What to work on:
Look for the word "target" in the material below. Copy each line that has it.

━━ Data provided

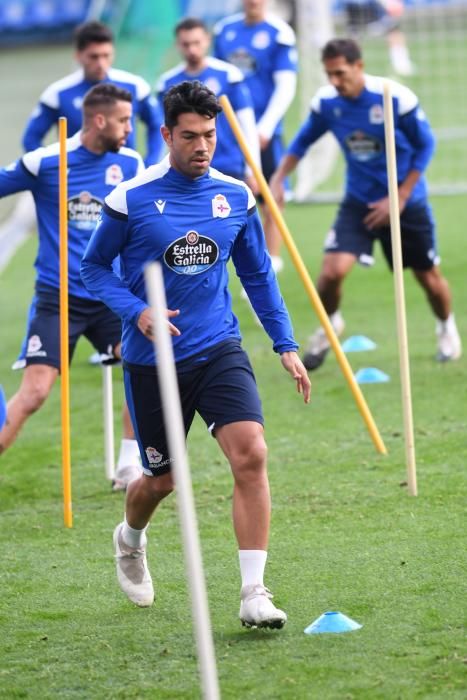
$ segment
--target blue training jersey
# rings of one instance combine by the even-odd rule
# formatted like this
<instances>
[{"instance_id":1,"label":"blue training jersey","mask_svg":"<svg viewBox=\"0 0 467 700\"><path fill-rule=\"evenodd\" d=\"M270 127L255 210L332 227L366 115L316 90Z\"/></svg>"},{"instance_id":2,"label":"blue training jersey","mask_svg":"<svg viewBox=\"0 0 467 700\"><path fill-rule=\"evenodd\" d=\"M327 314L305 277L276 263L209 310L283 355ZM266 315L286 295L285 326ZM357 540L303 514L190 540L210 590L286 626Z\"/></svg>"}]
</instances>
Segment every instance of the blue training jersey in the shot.
<instances>
[{"instance_id":1,"label":"blue training jersey","mask_svg":"<svg viewBox=\"0 0 467 700\"><path fill-rule=\"evenodd\" d=\"M102 204L116 185L144 169L141 156L130 148L102 155L81 143L81 134L67 140L68 159L68 284L69 293L95 299L79 273ZM36 284L60 288L58 222L59 144L39 148L0 170L0 197L30 190L36 204L39 249L34 266Z\"/></svg>"},{"instance_id":2,"label":"blue training jersey","mask_svg":"<svg viewBox=\"0 0 467 700\"><path fill-rule=\"evenodd\" d=\"M273 15L267 15L262 22L247 24L245 15L239 13L216 24L213 33L214 55L233 63L245 76L258 122L275 90L274 74L297 72L293 29ZM281 132L282 121L279 121L274 134Z\"/></svg>"},{"instance_id":3,"label":"blue training jersey","mask_svg":"<svg viewBox=\"0 0 467 700\"><path fill-rule=\"evenodd\" d=\"M217 95L226 95L234 112L252 109L253 103L250 91L246 86L243 74L235 66L216 58L206 57L206 66L194 75L187 73L186 64L181 63L170 71L163 73L157 83L156 91L160 103L167 90L184 80L199 80ZM224 114L219 114L216 122L217 145L212 165L223 173L235 177L245 174L245 159L232 129Z\"/></svg>"},{"instance_id":4,"label":"blue training jersey","mask_svg":"<svg viewBox=\"0 0 467 700\"><path fill-rule=\"evenodd\" d=\"M416 95L391 81L398 182L411 170L423 173L434 151L434 137ZM365 75L365 87L354 99L341 97L332 86L318 90L311 112L288 148L301 158L309 146L331 131L347 162L345 193L361 202L374 202L388 194L384 141L383 79ZM427 195L424 177L415 185L409 202Z\"/></svg>"},{"instance_id":5,"label":"blue training jersey","mask_svg":"<svg viewBox=\"0 0 467 700\"><path fill-rule=\"evenodd\" d=\"M127 146L135 148L135 119L138 117L146 125L147 165L157 163L160 158L163 140L160 127L163 122L162 111L156 98L151 95L151 88L139 75L117 68L110 68L103 83L113 83L128 90L133 97L133 132L127 138ZM83 98L96 82L84 78L83 69L67 75L49 85L39 99L39 104L31 114L23 133L25 151L33 151L42 145L44 136L59 117L67 118L68 135L72 136L81 129Z\"/></svg>"},{"instance_id":6,"label":"blue training jersey","mask_svg":"<svg viewBox=\"0 0 467 700\"><path fill-rule=\"evenodd\" d=\"M120 278L112 260L120 256ZM126 363L153 365L154 350L137 328L147 307L143 267L162 264L173 323L175 360L205 351L227 338L240 338L232 312L227 263L232 258L253 307L276 352L296 350L254 197L241 181L210 168L195 180L158 165L119 185L105 200L81 264L91 294L123 320Z\"/></svg>"}]
</instances>

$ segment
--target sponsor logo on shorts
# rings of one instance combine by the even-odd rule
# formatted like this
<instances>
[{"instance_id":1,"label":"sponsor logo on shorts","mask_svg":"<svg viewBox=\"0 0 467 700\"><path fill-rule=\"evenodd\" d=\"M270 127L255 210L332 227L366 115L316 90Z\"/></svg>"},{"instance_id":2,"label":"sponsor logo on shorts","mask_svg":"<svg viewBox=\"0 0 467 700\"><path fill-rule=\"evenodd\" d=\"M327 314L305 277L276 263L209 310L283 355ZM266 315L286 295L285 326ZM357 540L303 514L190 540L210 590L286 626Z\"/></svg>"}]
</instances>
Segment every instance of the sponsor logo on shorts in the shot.
<instances>
[{"instance_id":1,"label":"sponsor logo on shorts","mask_svg":"<svg viewBox=\"0 0 467 700\"><path fill-rule=\"evenodd\" d=\"M102 210L102 200L83 190L68 200L68 221L83 231L92 231Z\"/></svg>"},{"instance_id":2,"label":"sponsor logo on shorts","mask_svg":"<svg viewBox=\"0 0 467 700\"><path fill-rule=\"evenodd\" d=\"M206 80L203 81L206 87L208 87L211 92L213 92L215 95L218 95L221 91L221 84L217 80L217 78L214 78L214 76L211 76L210 78L206 78Z\"/></svg>"},{"instance_id":3,"label":"sponsor logo on shorts","mask_svg":"<svg viewBox=\"0 0 467 700\"><path fill-rule=\"evenodd\" d=\"M251 40L251 45L254 46L255 49L265 49L269 46L270 43L270 36L267 32L264 31L256 32L253 39Z\"/></svg>"},{"instance_id":4,"label":"sponsor logo on shorts","mask_svg":"<svg viewBox=\"0 0 467 700\"><path fill-rule=\"evenodd\" d=\"M163 455L161 455L161 453L158 452L155 447L146 447L145 452L149 464L160 464L162 461Z\"/></svg>"},{"instance_id":5,"label":"sponsor logo on shorts","mask_svg":"<svg viewBox=\"0 0 467 700\"><path fill-rule=\"evenodd\" d=\"M227 62L237 66L245 77L256 71L255 57L248 53L246 49L239 48L236 51L232 51L227 56Z\"/></svg>"},{"instance_id":6,"label":"sponsor logo on shorts","mask_svg":"<svg viewBox=\"0 0 467 700\"><path fill-rule=\"evenodd\" d=\"M372 160L383 152L383 144L379 139L358 129L347 136L345 143L352 158L360 162Z\"/></svg>"},{"instance_id":7,"label":"sponsor logo on shorts","mask_svg":"<svg viewBox=\"0 0 467 700\"><path fill-rule=\"evenodd\" d=\"M38 335L32 335L28 340L28 348L26 350L27 357L45 357L45 350L41 350L42 340Z\"/></svg>"},{"instance_id":8,"label":"sponsor logo on shorts","mask_svg":"<svg viewBox=\"0 0 467 700\"><path fill-rule=\"evenodd\" d=\"M324 250L329 250L330 248L337 248L337 238L336 232L331 228L324 239Z\"/></svg>"},{"instance_id":9,"label":"sponsor logo on shorts","mask_svg":"<svg viewBox=\"0 0 467 700\"><path fill-rule=\"evenodd\" d=\"M164 253L167 267L178 275L199 275L217 262L217 243L197 231L188 231L183 238L177 238Z\"/></svg>"}]
</instances>

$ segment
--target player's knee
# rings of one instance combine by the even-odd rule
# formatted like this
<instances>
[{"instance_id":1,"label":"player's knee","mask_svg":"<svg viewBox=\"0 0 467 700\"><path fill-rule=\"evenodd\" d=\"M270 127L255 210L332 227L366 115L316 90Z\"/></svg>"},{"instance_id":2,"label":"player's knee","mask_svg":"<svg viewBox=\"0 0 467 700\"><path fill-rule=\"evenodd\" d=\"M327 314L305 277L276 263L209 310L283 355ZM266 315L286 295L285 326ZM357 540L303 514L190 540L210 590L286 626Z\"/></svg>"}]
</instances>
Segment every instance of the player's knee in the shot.
<instances>
[{"instance_id":1,"label":"player's knee","mask_svg":"<svg viewBox=\"0 0 467 700\"><path fill-rule=\"evenodd\" d=\"M31 415L40 409L47 396L49 386L40 380L30 382L27 388L21 391L21 405L26 415Z\"/></svg>"},{"instance_id":2,"label":"player's knee","mask_svg":"<svg viewBox=\"0 0 467 700\"><path fill-rule=\"evenodd\" d=\"M167 496L170 496L174 490L174 484L171 474L162 474L161 476L147 477L146 481L149 485L151 493L157 501L162 501Z\"/></svg>"},{"instance_id":3,"label":"player's knee","mask_svg":"<svg viewBox=\"0 0 467 700\"><path fill-rule=\"evenodd\" d=\"M239 446L231 457L236 480L250 481L254 475L262 474L266 468L267 453L268 448L262 434Z\"/></svg>"}]
</instances>

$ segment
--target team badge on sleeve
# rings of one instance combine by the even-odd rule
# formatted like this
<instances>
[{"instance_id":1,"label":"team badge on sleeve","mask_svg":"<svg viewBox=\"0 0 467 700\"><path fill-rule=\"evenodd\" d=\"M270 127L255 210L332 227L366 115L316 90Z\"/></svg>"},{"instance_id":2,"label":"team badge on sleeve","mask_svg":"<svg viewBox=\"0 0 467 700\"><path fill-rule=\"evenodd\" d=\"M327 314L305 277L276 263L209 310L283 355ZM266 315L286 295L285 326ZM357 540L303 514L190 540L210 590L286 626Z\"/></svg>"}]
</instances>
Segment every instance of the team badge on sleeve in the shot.
<instances>
[{"instance_id":1,"label":"team badge on sleeve","mask_svg":"<svg viewBox=\"0 0 467 700\"><path fill-rule=\"evenodd\" d=\"M372 105L370 107L370 124L382 124L384 122L384 112L382 105Z\"/></svg>"},{"instance_id":2,"label":"team badge on sleeve","mask_svg":"<svg viewBox=\"0 0 467 700\"><path fill-rule=\"evenodd\" d=\"M105 171L105 184L106 185L119 185L123 180L122 169L117 163L109 165Z\"/></svg>"},{"instance_id":3,"label":"team badge on sleeve","mask_svg":"<svg viewBox=\"0 0 467 700\"><path fill-rule=\"evenodd\" d=\"M223 194L216 194L212 200L212 215L226 219L231 212L230 204Z\"/></svg>"}]
</instances>

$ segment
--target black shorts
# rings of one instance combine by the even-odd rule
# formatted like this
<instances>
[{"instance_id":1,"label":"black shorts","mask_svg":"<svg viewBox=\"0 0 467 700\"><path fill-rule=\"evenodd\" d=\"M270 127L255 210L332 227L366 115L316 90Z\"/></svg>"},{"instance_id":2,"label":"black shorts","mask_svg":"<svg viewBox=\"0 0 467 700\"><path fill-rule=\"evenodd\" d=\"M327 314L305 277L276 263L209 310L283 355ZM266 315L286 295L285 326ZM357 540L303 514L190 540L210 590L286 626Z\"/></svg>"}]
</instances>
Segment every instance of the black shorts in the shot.
<instances>
[{"instance_id":1,"label":"black shorts","mask_svg":"<svg viewBox=\"0 0 467 700\"><path fill-rule=\"evenodd\" d=\"M70 362L79 338L84 335L99 353L112 354L121 340L118 316L100 301L68 297ZM36 309L29 323L26 365L49 365L60 369L60 297L58 289L36 290Z\"/></svg>"},{"instance_id":2,"label":"black shorts","mask_svg":"<svg viewBox=\"0 0 467 700\"><path fill-rule=\"evenodd\" d=\"M326 253L353 253L362 265L372 265L373 244L379 241L392 268L391 229L389 226L369 230L363 219L370 210L363 202L344 199L333 227L324 242ZM438 265L435 223L425 201L406 207L400 217L402 260L404 267L431 270Z\"/></svg>"},{"instance_id":3,"label":"black shorts","mask_svg":"<svg viewBox=\"0 0 467 700\"><path fill-rule=\"evenodd\" d=\"M198 360L198 361L197 361ZM185 437L195 412L214 435L216 428L238 421L263 425L255 376L238 340L228 340L203 356L177 364ZM156 369L124 366L125 394L138 440L143 471L148 476L170 472L162 403Z\"/></svg>"}]
</instances>

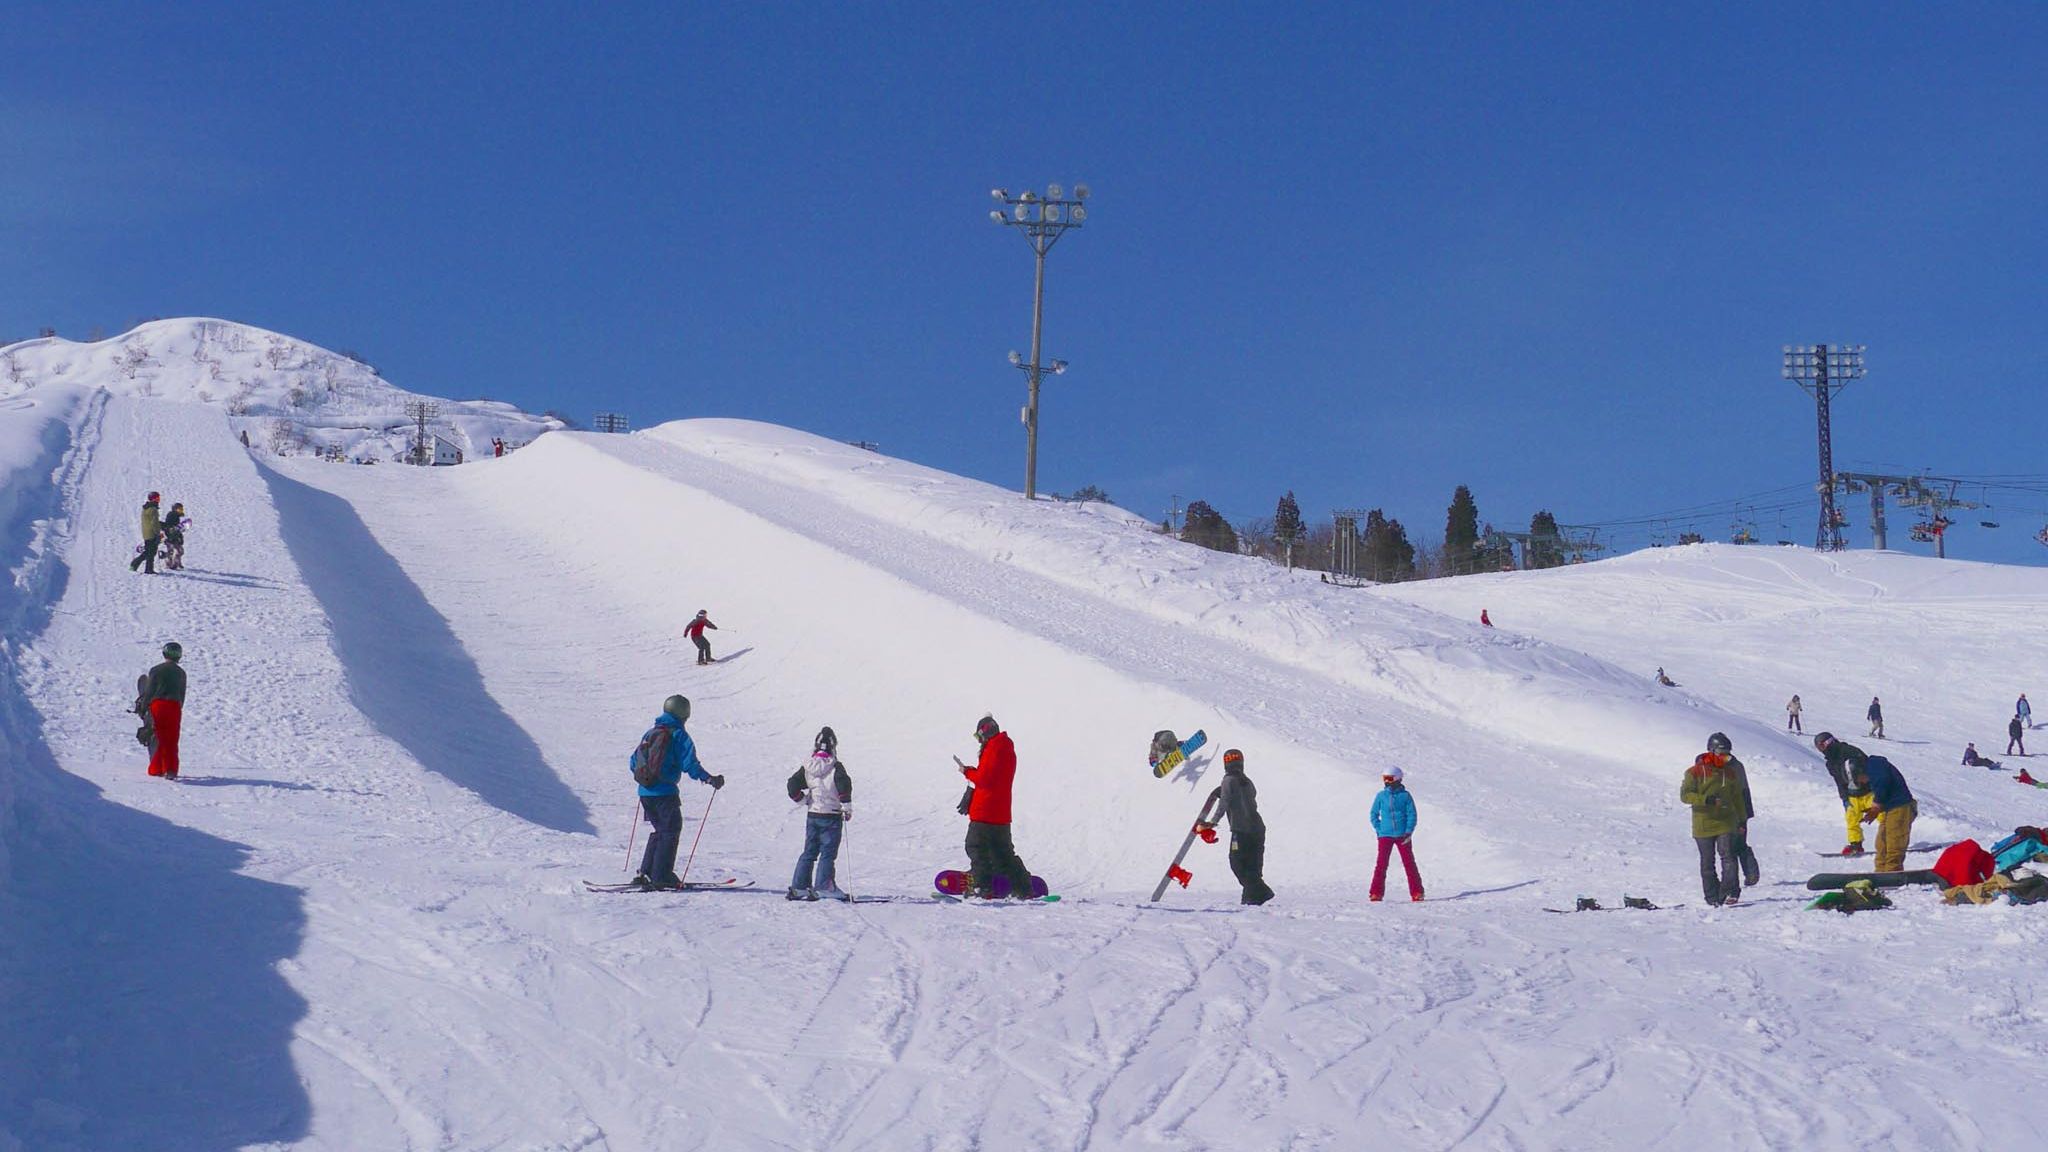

━━━━

Answer to this problem:
--target blue training jersey
--target sponsor logo on shorts
--target player's knee
--target team badge on sleeve
--target black shorts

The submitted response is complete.